=== Section Start ===
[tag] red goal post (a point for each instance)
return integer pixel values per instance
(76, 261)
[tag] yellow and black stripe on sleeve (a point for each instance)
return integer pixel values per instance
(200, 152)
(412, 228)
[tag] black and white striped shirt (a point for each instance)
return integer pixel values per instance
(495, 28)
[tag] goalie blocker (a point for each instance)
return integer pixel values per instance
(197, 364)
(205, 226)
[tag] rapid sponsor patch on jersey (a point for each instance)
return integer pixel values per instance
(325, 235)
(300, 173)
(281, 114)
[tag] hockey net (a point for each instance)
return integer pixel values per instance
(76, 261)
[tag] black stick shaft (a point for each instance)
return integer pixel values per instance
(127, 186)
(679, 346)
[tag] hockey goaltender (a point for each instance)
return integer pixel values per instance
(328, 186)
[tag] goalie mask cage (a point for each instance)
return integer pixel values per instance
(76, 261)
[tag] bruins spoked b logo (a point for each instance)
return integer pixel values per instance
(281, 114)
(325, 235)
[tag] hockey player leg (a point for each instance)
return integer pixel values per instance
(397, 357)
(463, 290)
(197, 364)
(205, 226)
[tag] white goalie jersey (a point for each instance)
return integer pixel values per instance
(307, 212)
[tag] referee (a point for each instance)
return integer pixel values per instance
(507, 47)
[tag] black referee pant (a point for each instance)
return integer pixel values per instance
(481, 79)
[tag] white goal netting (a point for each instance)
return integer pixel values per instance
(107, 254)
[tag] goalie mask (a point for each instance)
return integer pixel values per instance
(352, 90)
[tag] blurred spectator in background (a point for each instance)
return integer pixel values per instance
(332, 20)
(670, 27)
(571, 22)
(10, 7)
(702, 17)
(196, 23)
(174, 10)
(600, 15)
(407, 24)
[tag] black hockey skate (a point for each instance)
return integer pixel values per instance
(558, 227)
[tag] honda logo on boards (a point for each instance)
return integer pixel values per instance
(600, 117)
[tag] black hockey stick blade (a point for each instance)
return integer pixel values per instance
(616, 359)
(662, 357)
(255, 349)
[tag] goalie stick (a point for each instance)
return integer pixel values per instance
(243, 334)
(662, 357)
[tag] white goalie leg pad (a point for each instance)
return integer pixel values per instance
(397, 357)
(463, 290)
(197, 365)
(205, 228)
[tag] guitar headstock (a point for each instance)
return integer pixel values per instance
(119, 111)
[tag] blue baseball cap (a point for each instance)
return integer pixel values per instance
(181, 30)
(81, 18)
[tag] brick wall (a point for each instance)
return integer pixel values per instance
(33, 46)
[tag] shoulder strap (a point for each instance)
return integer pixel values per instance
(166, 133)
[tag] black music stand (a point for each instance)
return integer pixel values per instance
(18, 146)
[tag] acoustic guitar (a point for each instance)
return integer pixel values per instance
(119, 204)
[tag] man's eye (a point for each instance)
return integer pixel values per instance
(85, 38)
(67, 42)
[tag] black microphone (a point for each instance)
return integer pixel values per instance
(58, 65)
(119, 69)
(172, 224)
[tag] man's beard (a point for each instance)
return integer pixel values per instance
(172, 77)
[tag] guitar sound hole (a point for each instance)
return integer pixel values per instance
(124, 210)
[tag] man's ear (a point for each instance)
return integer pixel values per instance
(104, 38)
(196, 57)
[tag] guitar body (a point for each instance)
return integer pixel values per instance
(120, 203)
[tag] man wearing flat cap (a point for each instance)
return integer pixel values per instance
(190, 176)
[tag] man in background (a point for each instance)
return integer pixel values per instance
=== Section End ===
■ TASK TO CARRY OUT: Please give an exact copy of the lines above, beginning with the line containing "[tag] yellow and" and running through the line containing "[tag] black hockey skate", and of no other lines.

■ EXERCISE SOLUTION:
[tag] yellow and black stripe on sleeve (a point for each instance)
return integer pixel values per instance
(200, 152)
(412, 228)
[tag] black and white striped shirt (a point for each instance)
return integer pixel values per instance
(495, 28)
[tag] goalie blocker (a point for each instance)
return integer pixel values per instance
(197, 364)
(205, 226)
[tag] rapid sponsor patch on jersey (a point for each instance)
return integer pixel values per instance
(325, 235)
(300, 173)
(281, 114)
[tag] hockey net (a point for each instance)
return integer pixel values per instance
(76, 261)
[tag] black stick shaft (a point for each instance)
return integer pixel values per instance
(127, 186)
(679, 346)
[tag] hockey goaltender (a point for each instance)
return integer pixel values per instance
(328, 186)
[tag] goalie mask cage (a point for each instance)
return integer pixel values per instance
(76, 261)
[tag] bruins spoked b logo (a point for each instance)
return integer pixel values per instance
(281, 114)
(325, 235)
[tag] hockey player leg (a point for each instance)
return integer pixel values per instance
(397, 357)
(463, 290)
(197, 364)
(205, 226)
[tag] white goalie jersey (a point for each instance)
return integer pixel values per instance
(307, 212)
[tag] referee (a point for each instance)
return integer pixel values per instance
(507, 47)
[tag] black referee pant (a point for each instance)
return integer pixel values per instance
(481, 79)
[tag] white goal netting (a point for each instance)
return integer pixel values per instance
(107, 254)
[tag] goalie mask (a point for each instance)
return integer pixel values per instance
(352, 90)
[tag] blurred spectator in background (a point for each instance)
return integer pixel values per instance
(332, 20)
(670, 27)
(571, 22)
(10, 7)
(702, 17)
(196, 23)
(174, 10)
(600, 15)
(407, 24)
[tag] black hockey skate (a point for each instance)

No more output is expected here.